(Named-object pointing items)
########

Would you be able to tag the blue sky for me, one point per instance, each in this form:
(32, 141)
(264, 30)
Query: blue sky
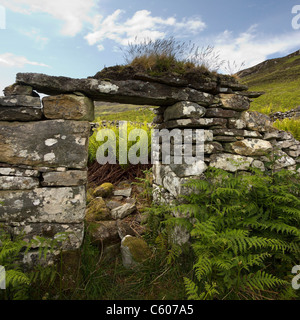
(77, 38)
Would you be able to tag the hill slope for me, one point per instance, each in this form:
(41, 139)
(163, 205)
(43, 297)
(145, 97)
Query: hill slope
(280, 80)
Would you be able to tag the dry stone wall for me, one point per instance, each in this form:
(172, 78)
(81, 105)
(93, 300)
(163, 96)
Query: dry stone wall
(43, 163)
(44, 147)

########

_What to work on_. Swap "tag" for "mark" in every one of the items above and write them out again with nothing else changed. Leave the pictures out.

_Final result_.
Would you be able to mark the blue sky for me, one point per instance, each in this form:
(32, 141)
(264, 30)
Query: blue sky
(77, 38)
Would you be able to mark the hill slope for me, one point per instance, each in this form:
(41, 139)
(163, 205)
(43, 297)
(145, 97)
Query: hill slope
(280, 80)
Would you be able to mark the dry stone wall for me, one point per instance, each in this form:
(172, 78)
(81, 105)
(93, 300)
(163, 96)
Query: dry stone wall
(43, 163)
(44, 147)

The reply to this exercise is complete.